» **Selected passage**

**********

Importantly, more than 90% of the funds invested to date have been in companies whose shares have daily liquidity of over USD1 million.  Liquidity is measured as the daily average volume over 65 trading days multiplied by the current price. 

With a generally liquid portfolio, there is room in our portfolio to invest in safe, high-yielding but low trading volume companies such as Twiga.  We also need to be careful in analysing a company’s trading volume.  For example, in the case of Twiga, does its low average liquidity of USD1,000 per day in the last 65 days indicate that it is difficult to sell its shares?  I suspect that the headline volume number is counter intuitive – it is difficult to buy its shares but easy to sell.  The lack of liquidity once you own a high-quality company such as Twiga is in the buying and not in its selling!

Andrina C of our office is busy setting up a Tanzanian custodian account with NMB Bank for the Fund.  I intend to see if we can purchase more Twiga shares on-market (if there are sellers available).  The backup plan is that I ‘transfer” to the Fund my Twiga Cement shares that were patiently accumulated over the past 18 months.  This transfer shall be done at arms-length and under the auspices (and independent review) of the Fund’s administrator, Circle Partners.  There is no rush to do this.  The next dividend announcement is in April next year.

I have constructed a dividend payment profile for the Fund’s current portfolio below.  Naturally, the payment profile will change as we add more investments to the portfolio. 

How do you read this table?  It informs you month by month the percentage of the blended 11.9% yield you will receive for each month.  For example, in June 2021 we are expecting 9% of the 11.9% in annual dividend yield to be paid.  This profile is based on the historical timing of the dividend payments made by the companies we have invested in.  Companies can, and sometimes do, change their payment dates and hence the profile is only our best forecast.

I have not provided you with the names of the 3 companies we most recently purchased, as it would be unfair to the Double Digit Dividend Fund investors who have paid for our services.  I shall however, write about one of our potential future investments in the weeks ahead.

A Message for My Children

My reasons for writing these journals were to document and pass lessons learnt in my investment journey and life to you, my children (see J#3 – Passing It Forward).  It is a model inspired by Tom Dyson, a wall-street banker, who wrote a daily journal of his thoughts on investments as he journeyed around the world with his ex-wife and children only to remarry her again.  His work about his life’s experiences and views are authentic, and that is what I like about it.  A sample of Tom’s work can be read here.

**********

» **Parts of the exercise**
1) Reproduce the investment journal's wording from "I have not provided" to "the weeks ahead.".
2) List each distinct percentage figure that appears in the investment journal.
You can do everything here from the investment journal alone, without the lines.

**********

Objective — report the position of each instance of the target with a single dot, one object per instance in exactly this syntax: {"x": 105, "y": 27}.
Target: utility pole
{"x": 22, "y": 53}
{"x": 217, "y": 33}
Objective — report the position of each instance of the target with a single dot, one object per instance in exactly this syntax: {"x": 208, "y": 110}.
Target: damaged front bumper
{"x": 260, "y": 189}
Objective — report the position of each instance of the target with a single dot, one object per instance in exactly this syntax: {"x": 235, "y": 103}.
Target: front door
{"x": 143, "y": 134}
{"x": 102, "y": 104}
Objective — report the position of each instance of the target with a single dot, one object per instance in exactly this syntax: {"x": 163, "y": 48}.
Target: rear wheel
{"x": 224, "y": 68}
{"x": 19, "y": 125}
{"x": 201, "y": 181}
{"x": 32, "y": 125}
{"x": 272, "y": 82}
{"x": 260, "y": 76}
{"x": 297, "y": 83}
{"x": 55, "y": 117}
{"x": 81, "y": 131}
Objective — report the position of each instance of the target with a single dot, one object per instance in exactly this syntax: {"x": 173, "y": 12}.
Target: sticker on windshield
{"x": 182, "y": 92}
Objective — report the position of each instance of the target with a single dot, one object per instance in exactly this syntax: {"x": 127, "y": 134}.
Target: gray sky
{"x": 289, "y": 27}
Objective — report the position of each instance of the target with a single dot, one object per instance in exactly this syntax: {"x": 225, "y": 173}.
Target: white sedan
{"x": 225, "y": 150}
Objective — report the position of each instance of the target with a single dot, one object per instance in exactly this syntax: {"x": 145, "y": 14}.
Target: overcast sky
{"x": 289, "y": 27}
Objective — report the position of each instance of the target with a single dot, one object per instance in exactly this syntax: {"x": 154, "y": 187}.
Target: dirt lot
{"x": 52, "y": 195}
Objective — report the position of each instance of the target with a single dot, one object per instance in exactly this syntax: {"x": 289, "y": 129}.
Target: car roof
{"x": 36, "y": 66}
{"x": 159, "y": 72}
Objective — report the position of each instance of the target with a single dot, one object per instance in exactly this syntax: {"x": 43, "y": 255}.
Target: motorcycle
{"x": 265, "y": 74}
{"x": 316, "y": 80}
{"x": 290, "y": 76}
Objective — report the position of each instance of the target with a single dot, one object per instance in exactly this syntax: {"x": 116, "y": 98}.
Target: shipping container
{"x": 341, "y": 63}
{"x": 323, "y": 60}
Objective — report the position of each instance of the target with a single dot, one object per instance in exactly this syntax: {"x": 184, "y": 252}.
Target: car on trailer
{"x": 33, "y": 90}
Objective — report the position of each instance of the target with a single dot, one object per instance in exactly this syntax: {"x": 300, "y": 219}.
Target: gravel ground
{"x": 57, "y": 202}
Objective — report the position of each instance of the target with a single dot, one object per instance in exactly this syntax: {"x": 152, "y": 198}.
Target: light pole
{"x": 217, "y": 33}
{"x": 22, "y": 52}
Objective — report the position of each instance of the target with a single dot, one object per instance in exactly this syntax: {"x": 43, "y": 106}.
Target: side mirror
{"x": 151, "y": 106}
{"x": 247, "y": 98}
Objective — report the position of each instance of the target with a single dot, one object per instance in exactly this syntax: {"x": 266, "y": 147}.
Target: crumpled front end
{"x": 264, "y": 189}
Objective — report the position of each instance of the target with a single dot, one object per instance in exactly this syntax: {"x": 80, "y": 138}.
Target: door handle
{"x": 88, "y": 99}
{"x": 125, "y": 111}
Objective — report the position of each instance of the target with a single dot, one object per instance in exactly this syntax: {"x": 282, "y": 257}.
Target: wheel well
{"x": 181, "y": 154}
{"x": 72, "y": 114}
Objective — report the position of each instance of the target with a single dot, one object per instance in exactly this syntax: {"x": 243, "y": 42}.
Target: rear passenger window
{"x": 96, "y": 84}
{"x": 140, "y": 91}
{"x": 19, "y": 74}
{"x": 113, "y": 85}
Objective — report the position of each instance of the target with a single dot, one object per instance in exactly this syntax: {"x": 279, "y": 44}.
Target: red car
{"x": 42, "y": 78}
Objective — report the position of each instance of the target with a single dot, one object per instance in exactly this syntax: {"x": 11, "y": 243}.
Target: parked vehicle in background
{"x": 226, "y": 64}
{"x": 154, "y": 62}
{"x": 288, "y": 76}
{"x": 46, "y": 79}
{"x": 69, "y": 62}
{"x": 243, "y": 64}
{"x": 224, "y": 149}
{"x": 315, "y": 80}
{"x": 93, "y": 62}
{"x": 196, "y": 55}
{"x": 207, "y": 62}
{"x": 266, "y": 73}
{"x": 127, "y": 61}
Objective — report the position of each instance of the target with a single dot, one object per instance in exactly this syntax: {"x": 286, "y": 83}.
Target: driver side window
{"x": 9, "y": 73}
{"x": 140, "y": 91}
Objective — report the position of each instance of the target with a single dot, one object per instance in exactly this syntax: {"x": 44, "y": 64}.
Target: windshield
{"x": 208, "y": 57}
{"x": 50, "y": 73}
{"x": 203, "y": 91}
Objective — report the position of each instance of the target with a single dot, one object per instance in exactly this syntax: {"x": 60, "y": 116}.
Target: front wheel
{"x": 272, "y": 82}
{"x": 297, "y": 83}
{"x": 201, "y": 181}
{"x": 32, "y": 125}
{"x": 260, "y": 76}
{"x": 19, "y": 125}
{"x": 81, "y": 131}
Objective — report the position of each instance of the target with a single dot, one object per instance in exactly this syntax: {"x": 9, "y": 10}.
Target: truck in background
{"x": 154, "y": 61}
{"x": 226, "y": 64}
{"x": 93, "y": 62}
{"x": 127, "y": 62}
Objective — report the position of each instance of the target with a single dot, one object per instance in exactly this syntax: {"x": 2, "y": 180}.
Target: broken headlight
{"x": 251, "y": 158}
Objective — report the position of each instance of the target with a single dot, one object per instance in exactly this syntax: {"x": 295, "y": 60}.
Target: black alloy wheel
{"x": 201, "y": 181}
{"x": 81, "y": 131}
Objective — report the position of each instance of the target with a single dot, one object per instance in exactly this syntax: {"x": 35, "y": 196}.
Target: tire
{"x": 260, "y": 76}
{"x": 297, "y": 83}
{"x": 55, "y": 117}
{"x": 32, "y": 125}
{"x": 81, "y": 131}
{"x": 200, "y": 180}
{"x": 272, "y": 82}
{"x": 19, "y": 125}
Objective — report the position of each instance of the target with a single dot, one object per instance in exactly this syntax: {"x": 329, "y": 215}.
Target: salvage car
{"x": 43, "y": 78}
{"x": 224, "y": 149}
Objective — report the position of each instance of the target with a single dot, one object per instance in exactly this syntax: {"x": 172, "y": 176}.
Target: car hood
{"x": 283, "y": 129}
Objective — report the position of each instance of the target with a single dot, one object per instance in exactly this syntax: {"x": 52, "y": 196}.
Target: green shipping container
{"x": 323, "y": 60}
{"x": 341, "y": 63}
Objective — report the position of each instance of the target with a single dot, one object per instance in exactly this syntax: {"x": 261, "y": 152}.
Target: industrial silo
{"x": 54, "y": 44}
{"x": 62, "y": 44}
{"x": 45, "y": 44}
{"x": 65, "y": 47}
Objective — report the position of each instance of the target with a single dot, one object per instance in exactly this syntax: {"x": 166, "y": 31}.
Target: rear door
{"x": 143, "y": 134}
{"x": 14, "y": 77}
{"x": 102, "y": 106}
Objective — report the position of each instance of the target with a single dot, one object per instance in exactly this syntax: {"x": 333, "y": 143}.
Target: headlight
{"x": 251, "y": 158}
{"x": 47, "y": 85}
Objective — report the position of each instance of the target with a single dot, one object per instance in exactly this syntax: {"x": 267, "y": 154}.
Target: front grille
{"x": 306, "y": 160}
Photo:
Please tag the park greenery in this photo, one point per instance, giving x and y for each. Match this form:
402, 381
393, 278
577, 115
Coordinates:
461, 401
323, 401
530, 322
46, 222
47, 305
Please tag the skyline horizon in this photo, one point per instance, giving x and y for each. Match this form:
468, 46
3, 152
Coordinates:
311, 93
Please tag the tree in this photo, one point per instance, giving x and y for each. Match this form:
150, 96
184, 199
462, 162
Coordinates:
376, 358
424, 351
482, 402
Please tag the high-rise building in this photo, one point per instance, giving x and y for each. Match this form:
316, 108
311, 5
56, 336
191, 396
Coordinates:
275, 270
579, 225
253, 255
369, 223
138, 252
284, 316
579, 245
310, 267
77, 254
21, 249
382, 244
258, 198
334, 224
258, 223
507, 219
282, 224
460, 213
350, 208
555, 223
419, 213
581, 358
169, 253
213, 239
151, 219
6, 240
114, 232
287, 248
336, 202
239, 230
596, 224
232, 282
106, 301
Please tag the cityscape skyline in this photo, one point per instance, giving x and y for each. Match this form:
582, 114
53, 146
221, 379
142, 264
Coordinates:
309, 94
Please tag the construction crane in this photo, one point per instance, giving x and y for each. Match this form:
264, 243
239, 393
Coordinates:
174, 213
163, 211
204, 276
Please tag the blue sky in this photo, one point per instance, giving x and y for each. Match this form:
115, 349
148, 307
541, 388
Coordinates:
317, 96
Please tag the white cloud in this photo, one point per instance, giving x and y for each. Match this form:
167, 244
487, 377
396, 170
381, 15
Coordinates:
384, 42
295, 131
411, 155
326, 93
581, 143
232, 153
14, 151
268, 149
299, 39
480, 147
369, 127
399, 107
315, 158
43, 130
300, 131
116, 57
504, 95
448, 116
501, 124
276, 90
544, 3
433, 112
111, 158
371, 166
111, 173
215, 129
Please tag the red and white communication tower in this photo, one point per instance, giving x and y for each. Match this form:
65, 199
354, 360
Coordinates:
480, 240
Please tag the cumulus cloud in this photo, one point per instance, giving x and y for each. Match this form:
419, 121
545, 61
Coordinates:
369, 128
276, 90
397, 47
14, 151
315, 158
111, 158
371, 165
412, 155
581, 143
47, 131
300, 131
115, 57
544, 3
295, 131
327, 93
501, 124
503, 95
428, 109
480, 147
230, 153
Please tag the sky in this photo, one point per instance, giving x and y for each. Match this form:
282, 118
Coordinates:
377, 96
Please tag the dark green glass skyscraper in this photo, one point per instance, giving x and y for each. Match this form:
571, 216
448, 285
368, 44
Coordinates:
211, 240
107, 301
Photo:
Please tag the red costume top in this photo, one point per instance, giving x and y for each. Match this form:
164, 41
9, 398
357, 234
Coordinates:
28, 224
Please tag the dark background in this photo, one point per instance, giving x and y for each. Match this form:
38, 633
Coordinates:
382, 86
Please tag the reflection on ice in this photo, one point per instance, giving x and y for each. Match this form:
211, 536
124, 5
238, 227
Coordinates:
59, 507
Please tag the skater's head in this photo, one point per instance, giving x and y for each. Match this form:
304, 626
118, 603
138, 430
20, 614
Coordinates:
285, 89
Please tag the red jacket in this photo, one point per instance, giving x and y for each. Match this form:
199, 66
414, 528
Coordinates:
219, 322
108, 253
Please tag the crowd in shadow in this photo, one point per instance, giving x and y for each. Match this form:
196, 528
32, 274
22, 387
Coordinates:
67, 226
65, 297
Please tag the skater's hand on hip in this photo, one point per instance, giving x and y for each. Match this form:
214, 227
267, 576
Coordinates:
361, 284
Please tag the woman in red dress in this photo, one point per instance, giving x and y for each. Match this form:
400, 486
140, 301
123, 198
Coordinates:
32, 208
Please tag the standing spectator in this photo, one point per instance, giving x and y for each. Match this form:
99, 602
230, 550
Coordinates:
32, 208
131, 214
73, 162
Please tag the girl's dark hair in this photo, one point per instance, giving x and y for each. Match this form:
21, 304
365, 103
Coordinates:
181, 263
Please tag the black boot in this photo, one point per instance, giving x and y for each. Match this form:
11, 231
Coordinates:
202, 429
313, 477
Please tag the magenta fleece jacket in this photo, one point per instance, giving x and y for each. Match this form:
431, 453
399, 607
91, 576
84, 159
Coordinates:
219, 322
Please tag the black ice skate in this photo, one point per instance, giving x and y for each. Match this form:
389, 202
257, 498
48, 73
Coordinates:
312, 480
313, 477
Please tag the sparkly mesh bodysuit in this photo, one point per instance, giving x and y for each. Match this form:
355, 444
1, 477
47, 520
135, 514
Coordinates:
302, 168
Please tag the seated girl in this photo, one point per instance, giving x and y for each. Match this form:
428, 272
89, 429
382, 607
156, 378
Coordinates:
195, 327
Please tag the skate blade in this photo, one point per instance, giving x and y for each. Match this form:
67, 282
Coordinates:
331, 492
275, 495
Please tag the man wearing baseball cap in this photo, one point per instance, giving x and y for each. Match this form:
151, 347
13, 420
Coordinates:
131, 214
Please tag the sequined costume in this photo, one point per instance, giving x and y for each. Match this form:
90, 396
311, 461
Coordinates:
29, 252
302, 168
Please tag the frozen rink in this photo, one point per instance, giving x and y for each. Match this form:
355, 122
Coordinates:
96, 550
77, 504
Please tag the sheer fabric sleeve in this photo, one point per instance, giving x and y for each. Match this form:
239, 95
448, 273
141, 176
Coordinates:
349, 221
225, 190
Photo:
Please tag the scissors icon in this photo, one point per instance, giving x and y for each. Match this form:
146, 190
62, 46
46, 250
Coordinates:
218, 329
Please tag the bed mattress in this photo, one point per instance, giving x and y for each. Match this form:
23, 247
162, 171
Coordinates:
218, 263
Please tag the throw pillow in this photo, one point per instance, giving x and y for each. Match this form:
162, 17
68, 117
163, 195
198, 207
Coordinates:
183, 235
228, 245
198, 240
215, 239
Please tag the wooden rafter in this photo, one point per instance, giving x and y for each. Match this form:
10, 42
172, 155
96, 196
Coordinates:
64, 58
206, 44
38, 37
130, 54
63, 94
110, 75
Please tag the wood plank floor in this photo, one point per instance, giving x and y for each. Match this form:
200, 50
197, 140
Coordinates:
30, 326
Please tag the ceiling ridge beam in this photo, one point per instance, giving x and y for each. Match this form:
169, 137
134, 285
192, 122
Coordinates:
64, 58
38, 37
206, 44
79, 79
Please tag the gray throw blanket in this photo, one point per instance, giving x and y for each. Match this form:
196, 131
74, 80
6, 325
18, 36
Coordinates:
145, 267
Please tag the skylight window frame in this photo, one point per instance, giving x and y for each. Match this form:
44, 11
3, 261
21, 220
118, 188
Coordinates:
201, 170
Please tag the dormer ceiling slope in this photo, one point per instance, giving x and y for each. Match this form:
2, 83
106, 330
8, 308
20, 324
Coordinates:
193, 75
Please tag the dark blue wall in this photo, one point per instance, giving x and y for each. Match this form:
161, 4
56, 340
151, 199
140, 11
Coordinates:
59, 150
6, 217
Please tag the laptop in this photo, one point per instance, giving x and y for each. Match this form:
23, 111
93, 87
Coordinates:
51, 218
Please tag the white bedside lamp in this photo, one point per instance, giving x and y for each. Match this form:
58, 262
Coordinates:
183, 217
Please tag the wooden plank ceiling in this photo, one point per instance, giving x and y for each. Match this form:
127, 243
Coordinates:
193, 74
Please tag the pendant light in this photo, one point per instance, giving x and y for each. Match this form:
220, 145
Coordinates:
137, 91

**********

» **Task-by-task outputs**
1)
I have not provided you with the names of the 3 companies we most recently purchased, as it would be unfair to the Double Digit Dividend Fund investors who have paid for our services.  I shall however, write about one of our potential future investments in the weeks ahead.

2)
90%
11.9%
9%